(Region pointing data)
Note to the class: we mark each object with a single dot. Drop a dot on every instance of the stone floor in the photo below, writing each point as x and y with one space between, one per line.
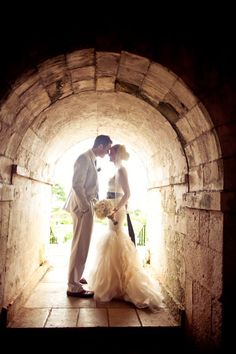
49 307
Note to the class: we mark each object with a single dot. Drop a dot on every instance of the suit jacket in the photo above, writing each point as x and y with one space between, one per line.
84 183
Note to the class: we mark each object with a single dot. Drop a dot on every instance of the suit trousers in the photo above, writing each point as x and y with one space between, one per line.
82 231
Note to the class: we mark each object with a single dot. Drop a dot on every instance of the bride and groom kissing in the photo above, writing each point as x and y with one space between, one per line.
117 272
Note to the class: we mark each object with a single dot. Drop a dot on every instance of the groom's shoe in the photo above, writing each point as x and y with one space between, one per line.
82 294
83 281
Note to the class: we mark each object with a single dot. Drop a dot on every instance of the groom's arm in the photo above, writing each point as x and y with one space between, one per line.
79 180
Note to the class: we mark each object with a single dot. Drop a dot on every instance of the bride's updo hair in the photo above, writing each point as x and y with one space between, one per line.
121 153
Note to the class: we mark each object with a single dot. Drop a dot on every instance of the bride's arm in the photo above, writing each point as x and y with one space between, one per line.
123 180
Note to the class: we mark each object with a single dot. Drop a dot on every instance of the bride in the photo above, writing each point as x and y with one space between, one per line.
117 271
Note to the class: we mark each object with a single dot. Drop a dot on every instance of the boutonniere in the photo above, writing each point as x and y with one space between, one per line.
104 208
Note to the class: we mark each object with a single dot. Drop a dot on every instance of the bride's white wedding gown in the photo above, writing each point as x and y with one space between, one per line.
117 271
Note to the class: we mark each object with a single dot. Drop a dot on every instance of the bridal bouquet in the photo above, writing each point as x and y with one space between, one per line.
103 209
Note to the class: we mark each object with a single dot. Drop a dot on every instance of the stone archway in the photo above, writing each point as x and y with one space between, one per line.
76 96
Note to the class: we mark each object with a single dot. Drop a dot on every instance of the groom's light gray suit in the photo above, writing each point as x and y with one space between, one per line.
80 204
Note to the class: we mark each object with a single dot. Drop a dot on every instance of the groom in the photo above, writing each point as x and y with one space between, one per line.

* _Problem_:
The entries are to be restated word for word, with pictures omitted.

* _Answer to this problem_:
Note to the class: we mark each object with a single dot. Drop a dot on every instance of the stone floor in the photo below, writing each point as x and y with one space between, one per line.
49 307
Note to the class: we mark each object with a single dot. Drop a dot on every instance of the suit jacket in the photo above, writing each point as x and y with one space between, one per line.
84 183
Note to the class: we mark each object with a single dot. Drop a dot on every instance of the suit trousers in the photo above, writing each point as x and y with one space between, one per line.
82 231
Note to the class: we mark each object with a single dot. Drop a dot on every instance of the bride and groom kissing in the photo above, writing each point as x and y with one space between, one per line.
117 272
Note to the class: we mark each object with a single dot. Drop a dot on every instance of the groom's shoe in the photo above, writing each point as x and y with one space between, one per line.
82 294
83 281
Note to the class: we mark each object with a single dot. Drop a dot on every instance of the groom's arm in the photo above, writing each point as x and y with one space between, one per line.
79 180
Note to the class: we mark each object with a single dot. Drop a dot on every instance of the bride's updo hair in the photo above, writing each point as x and y with one space between, one per line.
121 153
Note to the class: we mark each object with a single dot. Drop a dot on every instance of the bride's arm in the photo above, writing each point as x and y with one space between, one per line.
123 180
Note to the class: we mark each object with a single dot. Drop a dot on every instance of the bride in the photo above, writing each point as x and y with one space between, one per line.
117 271
Note to the class: we mark each object with a single dot. Drop a dot on every instance of the boutonniere in the photo above, writing each point as x and y with one space between, one per line.
104 208
Note to the class: we mark each object with a single dot. Drop a dot on every instance of the bride's white wedding gown in the photo above, writing each point as x and y with one space between, one per line.
117 271
Note to the class: we mark each object with a single dot. Drop a dot on every instance of the bridal bouquet in the photo above, writing each point as x and y with one space between, one per line.
103 209
Note to the class: we mark each object with a single dot. Drop a dot on every instance of the stone archway in the photo above, writing each point as x and y with one space between, one per line.
76 96
Note to the class: we mark each object with a single dot. Drop a dot on every instance of the groom's light gray suit in the photo above, writing each point as x and y with one space between, one per line.
80 204
Note to the class: we mark each object with a single dot. Drop a dot on every instance of the groom in the photo above, writing each point as x and y with one space between, one per line.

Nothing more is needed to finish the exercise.